(Records)
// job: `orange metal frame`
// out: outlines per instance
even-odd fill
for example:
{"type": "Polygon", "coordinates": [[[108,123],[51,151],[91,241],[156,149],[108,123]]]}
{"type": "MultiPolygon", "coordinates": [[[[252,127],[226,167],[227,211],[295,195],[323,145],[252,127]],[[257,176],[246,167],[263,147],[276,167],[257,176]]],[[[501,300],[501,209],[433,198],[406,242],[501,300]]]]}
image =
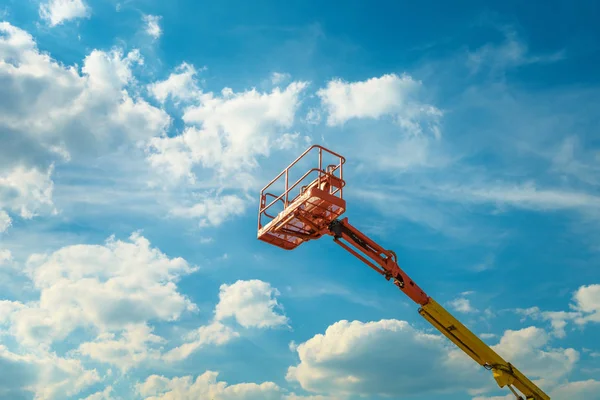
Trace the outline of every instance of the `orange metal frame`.
{"type": "Polygon", "coordinates": [[[383,275],[421,307],[419,313],[480,365],[491,369],[500,387],[507,386],[518,399],[523,399],[513,389],[517,387],[527,399],[550,399],[525,375],[507,363],[494,350],[482,342],[467,327],[439,305],[398,266],[396,254],[386,250],[354,226],[348,218],[338,219],[346,211],[343,199],[345,185],[342,167],[344,157],[321,146],[312,146],[290,166],[273,179],[260,193],[258,212],[258,238],[267,243],[291,250],[302,243],[331,235],[334,241],[369,267],[383,275]],[[310,169],[298,181],[289,185],[290,169],[310,153],[318,152],[318,167],[310,169]],[[329,153],[338,159],[337,164],[323,168],[323,155],[329,153]],[[309,177],[316,173],[316,178],[309,177]],[[336,175],[338,173],[338,175],[336,175]],[[267,192],[278,179],[285,179],[285,189],[276,196],[267,192]],[[312,179],[312,180],[311,180],[312,179]],[[302,182],[309,182],[299,187],[302,182]],[[298,188],[298,194],[293,192],[298,188]],[[267,198],[274,198],[267,204],[267,198]],[[279,204],[282,203],[282,204],[279,204]],[[269,214],[275,205],[282,205],[276,216],[269,214]],[[263,218],[268,222],[263,224],[263,218]]]}
{"type": "Polygon", "coordinates": [[[258,239],[291,250],[325,234],[331,221],[346,210],[343,199],[345,162],[341,155],[313,145],[269,182],[260,192],[258,239]],[[317,166],[290,183],[290,172],[300,160],[310,156],[316,158],[317,166]],[[336,163],[325,166],[324,156],[334,158],[336,163]],[[271,193],[270,190],[282,179],[283,192],[271,193]],[[272,210],[278,206],[282,210],[273,215],[272,210]]]}

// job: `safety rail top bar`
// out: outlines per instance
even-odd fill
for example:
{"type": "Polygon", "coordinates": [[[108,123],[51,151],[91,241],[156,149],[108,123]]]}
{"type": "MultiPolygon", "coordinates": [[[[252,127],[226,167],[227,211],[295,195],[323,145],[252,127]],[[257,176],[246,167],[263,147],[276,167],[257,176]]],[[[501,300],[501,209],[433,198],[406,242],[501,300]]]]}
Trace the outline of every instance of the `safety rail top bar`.
{"type": "MultiPolygon", "coordinates": [[[[258,211],[258,229],[261,230],[263,228],[263,223],[262,223],[262,216],[265,216],[271,220],[274,220],[274,217],[272,215],[267,214],[267,210],[269,208],[271,208],[271,206],[273,206],[275,203],[277,203],[278,201],[283,201],[284,203],[284,209],[287,208],[288,204],[289,204],[289,193],[295,189],[302,181],[304,181],[304,179],[306,179],[307,176],[309,176],[311,173],[313,172],[317,172],[318,173],[318,177],[316,179],[316,181],[320,181],[322,178],[326,178],[326,177],[330,177],[330,178],[335,178],[335,179],[339,179],[340,183],[341,183],[341,187],[337,188],[337,190],[335,190],[335,193],[339,192],[339,196],[341,198],[342,196],[342,190],[343,190],[343,186],[344,185],[344,178],[343,178],[343,164],[346,162],[346,158],[336,152],[333,152],[323,146],[320,145],[312,145],[310,146],[308,149],[306,149],[300,156],[298,156],[294,161],[292,161],[292,163],[290,165],[287,166],[287,168],[285,168],[283,171],[281,171],[281,173],[279,175],[277,175],[273,180],[271,180],[271,182],[269,182],[264,188],[262,188],[262,190],[260,191],[260,206],[259,206],[259,211],[258,211]],[[289,177],[289,172],[290,170],[304,157],[306,157],[306,155],[308,153],[310,153],[312,150],[314,149],[318,149],[318,155],[319,155],[319,167],[318,168],[312,168],[309,171],[307,171],[300,179],[298,179],[294,184],[291,185],[290,187],[290,183],[288,181],[288,177],[289,177]],[[337,158],[337,165],[330,165],[331,167],[334,167],[333,169],[326,171],[325,169],[323,169],[323,153],[327,153],[330,154],[331,156],[337,158]],[[335,177],[335,172],[339,170],[339,178],[335,177]],[[285,175],[285,190],[283,191],[283,193],[281,193],[281,195],[279,196],[275,196],[272,193],[265,193],[265,191],[272,186],[275,182],[277,182],[279,179],[281,179],[283,176],[285,175]],[[266,198],[267,196],[271,196],[274,199],[269,203],[266,204],[266,198]]],[[[330,167],[328,166],[328,167],[330,167]]]]}
{"type": "MultiPolygon", "coordinates": [[[[264,188],[262,188],[262,190],[260,191],[261,195],[263,194],[263,192],[265,190],[267,190],[267,188],[269,186],[271,186],[272,184],[274,184],[279,178],[281,178],[283,176],[283,174],[286,173],[286,171],[288,171],[290,168],[292,168],[294,165],[296,165],[298,163],[298,161],[300,161],[300,159],[302,159],[305,155],[307,155],[312,149],[318,148],[319,149],[319,153],[321,154],[322,151],[326,151],[329,154],[332,154],[336,157],[338,157],[340,159],[340,163],[344,164],[346,162],[346,158],[344,158],[344,156],[337,154],[329,149],[326,149],[325,147],[318,145],[318,144],[313,144],[312,146],[310,146],[308,149],[306,149],[306,151],[302,154],[300,154],[300,156],[298,158],[296,158],[290,165],[287,166],[286,169],[284,169],[283,171],[281,171],[281,173],[279,175],[277,175],[271,182],[269,182],[264,188]]],[[[321,165],[321,157],[319,157],[319,169],[322,169],[323,166],[321,165]]]]}
{"type": "MultiPolygon", "coordinates": [[[[339,166],[339,165],[337,165],[337,166],[336,166],[336,167],[335,167],[335,168],[334,168],[334,169],[333,169],[331,172],[335,172],[335,171],[337,171],[337,170],[338,170],[338,168],[340,168],[340,166],[339,166]]],[[[285,171],[284,171],[284,172],[285,172],[285,171]]],[[[321,175],[323,175],[323,176],[329,176],[329,177],[334,177],[334,176],[333,176],[331,173],[324,172],[322,169],[318,169],[318,168],[312,168],[312,169],[308,170],[308,172],[306,172],[304,175],[302,175],[302,177],[300,177],[300,179],[298,179],[298,180],[297,180],[297,181],[296,181],[296,182],[295,182],[295,183],[294,183],[294,184],[293,184],[291,187],[289,187],[289,188],[286,188],[286,190],[285,190],[285,191],[284,191],[282,194],[280,194],[279,196],[275,196],[275,195],[274,195],[274,194],[272,194],[272,193],[261,193],[261,196],[262,196],[263,198],[266,198],[267,196],[272,196],[272,197],[275,197],[275,199],[273,199],[273,201],[271,201],[269,204],[267,204],[267,205],[265,205],[264,207],[262,207],[262,208],[260,209],[260,212],[261,212],[261,213],[264,213],[265,215],[267,215],[265,211],[266,211],[267,209],[269,209],[269,208],[270,208],[270,207],[271,207],[273,204],[275,204],[276,202],[278,202],[278,201],[280,201],[280,200],[284,202],[285,206],[287,206],[287,203],[288,203],[289,201],[286,201],[286,200],[284,200],[284,197],[286,197],[286,195],[287,195],[289,192],[291,192],[293,189],[295,189],[295,188],[296,188],[296,186],[298,186],[298,185],[300,184],[300,182],[302,182],[302,181],[303,181],[303,180],[304,180],[304,179],[305,179],[305,178],[306,178],[308,175],[310,175],[312,172],[318,172],[318,173],[319,173],[319,177],[321,177],[321,175]]],[[[317,178],[317,179],[318,179],[318,178],[317,178]]],[[[340,178],[340,179],[341,179],[341,178],[340,178]]],[[[316,181],[316,179],[315,179],[315,181],[316,181]]],[[[343,184],[342,184],[342,187],[343,187],[343,184]]],[[[332,194],[336,194],[337,192],[341,191],[341,190],[342,190],[342,187],[339,187],[339,188],[337,188],[337,189],[336,189],[336,190],[335,190],[335,191],[334,191],[332,194]]],[[[263,191],[264,191],[264,190],[265,190],[265,189],[263,189],[263,191]]],[[[267,216],[269,216],[269,215],[267,215],[267,216]]],[[[273,218],[273,217],[271,217],[271,218],[273,218]]]]}

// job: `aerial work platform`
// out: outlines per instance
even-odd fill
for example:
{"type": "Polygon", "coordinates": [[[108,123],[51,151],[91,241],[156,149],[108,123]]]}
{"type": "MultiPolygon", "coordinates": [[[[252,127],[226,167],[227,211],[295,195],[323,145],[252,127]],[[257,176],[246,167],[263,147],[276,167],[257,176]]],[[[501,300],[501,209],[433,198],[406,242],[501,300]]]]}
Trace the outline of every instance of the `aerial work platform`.
{"type": "Polygon", "coordinates": [[[302,153],[260,192],[258,238],[292,250],[327,234],[329,224],[346,210],[345,162],[344,157],[318,145],[302,153]],[[325,165],[326,160],[333,163],[325,165]],[[290,182],[305,161],[312,161],[314,167],[290,182]],[[283,189],[272,193],[277,186],[283,189]]]}
{"type": "Polygon", "coordinates": [[[332,236],[336,244],[391,280],[418,304],[419,314],[471,359],[492,371],[499,387],[508,388],[518,400],[550,400],[514,365],[428,296],[400,268],[395,252],[352,226],[348,218],[339,218],[346,211],[345,161],[339,154],[314,145],[269,182],[260,192],[258,239],[292,250],[309,240],[332,236]],[[308,172],[294,180],[302,171],[308,172]]]}

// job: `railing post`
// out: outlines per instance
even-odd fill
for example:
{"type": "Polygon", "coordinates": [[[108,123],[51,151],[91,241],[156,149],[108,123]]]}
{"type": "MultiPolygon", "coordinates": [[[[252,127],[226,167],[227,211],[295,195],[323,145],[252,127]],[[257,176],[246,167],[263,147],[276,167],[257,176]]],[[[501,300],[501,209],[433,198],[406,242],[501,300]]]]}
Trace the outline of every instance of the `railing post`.
{"type": "MultiPolygon", "coordinates": [[[[342,158],[340,157],[340,181],[344,181],[344,163],[342,162],[342,158]]],[[[344,198],[344,185],[340,188],[340,199],[344,198]]]]}
{"type": "Polygon", "coordinates": [[[288,202],[288,184],[289,184],[288,183],[288,171],[289,171],[289,168],[286,168],[285,169],[285,201],[284,201],[285,206],[284,207],[287,207],[287,202],[288,202]]]}

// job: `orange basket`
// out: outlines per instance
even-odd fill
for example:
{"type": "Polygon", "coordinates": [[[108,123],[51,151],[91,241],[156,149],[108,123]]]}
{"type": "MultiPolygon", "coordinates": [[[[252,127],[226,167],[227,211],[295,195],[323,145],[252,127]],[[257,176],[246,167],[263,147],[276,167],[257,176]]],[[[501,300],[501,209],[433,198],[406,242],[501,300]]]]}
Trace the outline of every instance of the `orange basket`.
{"type": "Polygon", "coordinates": [[[258,239],[292,250],[326,234],[329,224],[346,211],[343,199],[345,162],[341,155],[313,145],[269,182],[260,192],[258,239]],[[310,157],[314,157],[317,167],[290,184],[290,176],[299,168],[298,164],[310,157]],[[333,159],[333,163],[324,166],[325,159],[333,159]],[[282,193],[269,192],[282,180],[282,193]]]}

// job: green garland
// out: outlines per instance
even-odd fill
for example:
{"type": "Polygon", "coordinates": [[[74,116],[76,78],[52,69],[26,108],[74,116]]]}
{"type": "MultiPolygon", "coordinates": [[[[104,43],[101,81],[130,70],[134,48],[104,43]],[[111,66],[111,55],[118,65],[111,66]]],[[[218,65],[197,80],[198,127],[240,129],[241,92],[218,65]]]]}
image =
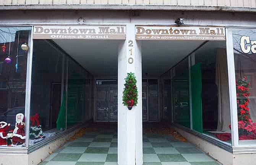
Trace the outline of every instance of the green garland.
{"type": "Polygon", "coordinates": [[[125,84],[123,91],[123,104],[125,106],[136,106],[138,103],[138,89],[136,86],[137,80],[134,73],[127,73],[125,79],[125,84]]]}

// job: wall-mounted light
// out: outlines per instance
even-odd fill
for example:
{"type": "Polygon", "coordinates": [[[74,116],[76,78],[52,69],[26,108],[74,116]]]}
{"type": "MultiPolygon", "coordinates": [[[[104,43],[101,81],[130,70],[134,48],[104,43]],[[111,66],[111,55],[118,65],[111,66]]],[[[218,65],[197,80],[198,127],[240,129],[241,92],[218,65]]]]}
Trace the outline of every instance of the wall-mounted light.
{"type": "Polygon", "coordinates": [[[184,18],[177,18],[175,20],[175,23],[178,25],[183,25],[184,24],[184,18]]]}
{"type": "Polygon", "coordinates": [[[23,44],[21,46],[21,48],[22,50],[24,51],[28,51],[29,49],[28,45],[26,43],[23,44]]]}

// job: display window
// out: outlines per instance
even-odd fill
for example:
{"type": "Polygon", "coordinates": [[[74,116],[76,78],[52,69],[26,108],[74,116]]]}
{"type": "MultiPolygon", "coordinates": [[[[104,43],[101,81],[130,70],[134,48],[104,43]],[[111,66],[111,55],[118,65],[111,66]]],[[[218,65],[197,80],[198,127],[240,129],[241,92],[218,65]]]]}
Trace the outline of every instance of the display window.
{"type": "Polygon", "coordinates": [[[27,63],[30,27],[0,27],[0,147],[26,146],[27,63]]]}
{"type": "Polygon", "coordinates": [[[232,30],[239,143],[256,144],[256,29],[232,30]]]}

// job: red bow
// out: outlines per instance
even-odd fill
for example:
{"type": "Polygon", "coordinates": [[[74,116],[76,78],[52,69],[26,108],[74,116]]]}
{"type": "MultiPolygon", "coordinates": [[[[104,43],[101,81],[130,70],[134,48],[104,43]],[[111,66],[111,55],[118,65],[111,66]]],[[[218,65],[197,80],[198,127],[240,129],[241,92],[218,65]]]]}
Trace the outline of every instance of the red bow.
{"type": "Polygon", "coordinates": [[[35,126],[36,125],[35,122],[36,122],[36,126],[40,125],[40,122],[39,121],[39,114],[38,113],[36,113],[34,116],[30,116],[30,121],[32,122],[32,126],[35,126]]]}
{"type": "Polygon", "coordinates": [[[134,101],[133,99],[131,99],[130,100],[127,100],[126,103],[128,104],[128,106],[133,106],[134,104],[134,101]]]}

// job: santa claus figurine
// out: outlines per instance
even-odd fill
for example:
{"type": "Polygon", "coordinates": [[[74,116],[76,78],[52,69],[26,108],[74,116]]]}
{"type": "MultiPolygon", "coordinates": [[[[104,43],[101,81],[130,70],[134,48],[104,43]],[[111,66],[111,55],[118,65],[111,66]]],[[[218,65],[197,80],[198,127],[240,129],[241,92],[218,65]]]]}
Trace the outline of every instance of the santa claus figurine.
{"type": "Polygon", "coordinates": [[[0,146],[6,144],[6,135],[10,125],[4,121],[0,122],[0,146]]]}
{"type": "Polygon", "coordinates": [[[13,144],[14,145],[21,145],[25,143],[25,118],[22,113],[16,115],[15,128],[13,130],[13,144]]]}

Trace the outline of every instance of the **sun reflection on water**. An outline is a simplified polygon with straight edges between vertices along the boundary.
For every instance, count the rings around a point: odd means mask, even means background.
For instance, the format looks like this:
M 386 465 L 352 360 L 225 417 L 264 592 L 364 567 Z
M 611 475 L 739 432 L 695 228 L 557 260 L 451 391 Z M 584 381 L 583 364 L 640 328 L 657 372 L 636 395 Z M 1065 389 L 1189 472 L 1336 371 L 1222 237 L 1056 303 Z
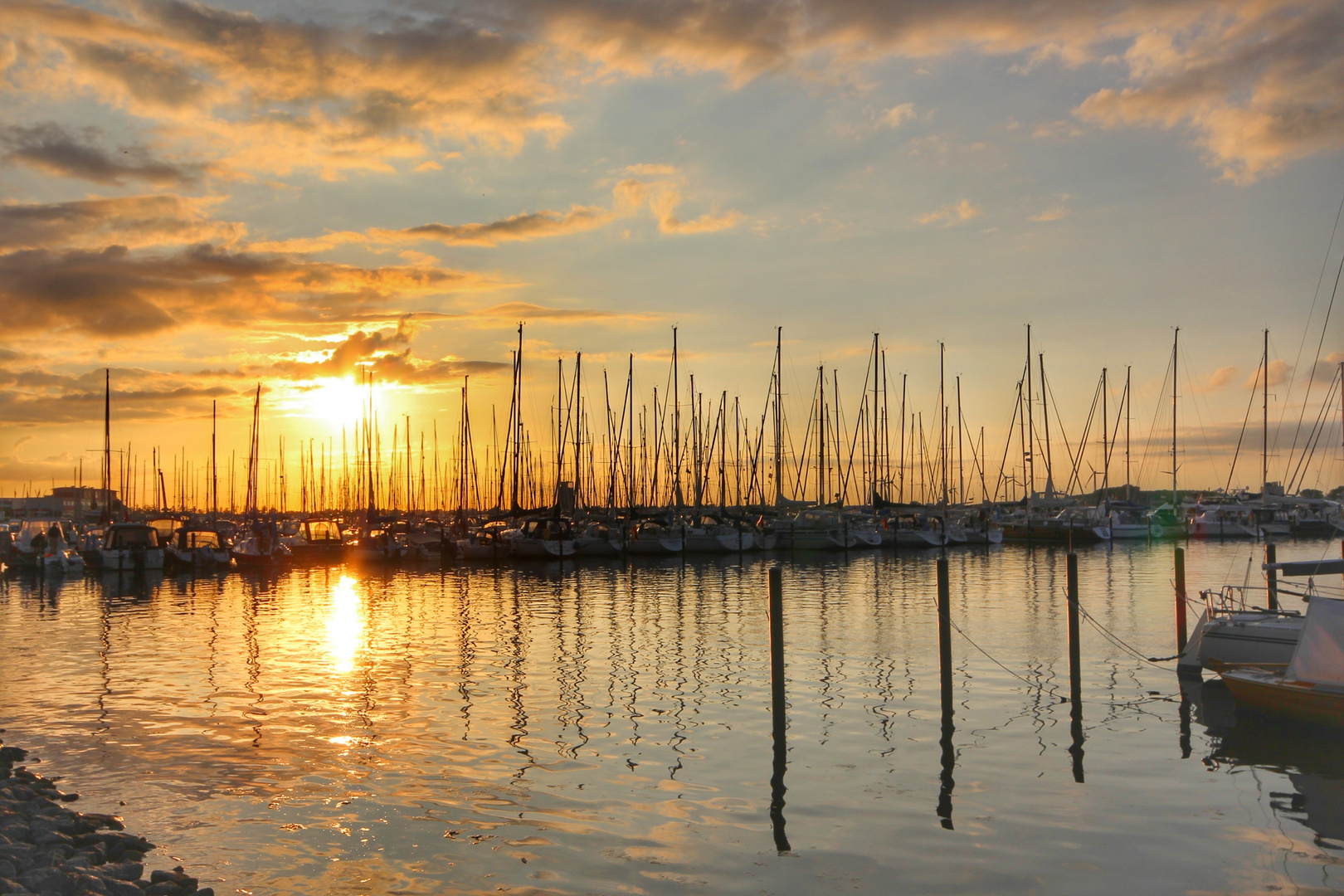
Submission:
M 327 617 L 327 653 L 337 674 L 355 669 L 355 654 L 363 634 L 364 604 L 355 590 L 355 579 L 343 575 L 332 588 L 331 614 Z

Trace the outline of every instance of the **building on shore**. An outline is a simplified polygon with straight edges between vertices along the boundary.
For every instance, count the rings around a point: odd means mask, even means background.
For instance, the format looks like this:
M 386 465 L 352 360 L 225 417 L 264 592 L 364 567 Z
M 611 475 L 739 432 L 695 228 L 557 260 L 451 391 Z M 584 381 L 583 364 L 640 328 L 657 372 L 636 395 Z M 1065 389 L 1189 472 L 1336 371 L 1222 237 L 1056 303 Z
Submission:
M 98 523 L 103 504 L 110 498 L 112 517 L 121 519 L 126 506 L 116 492 L 95 488 L 63 486 L 43 497 L 0 497 L 0 520 L 74 520 Z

> What is asked: Locate each line in the entries above that contains the word "work", and copy those lines out in full.

> Solved problem:
// job: `aerial work platform`
Trace the outline of every instance of the `aerial work platform`.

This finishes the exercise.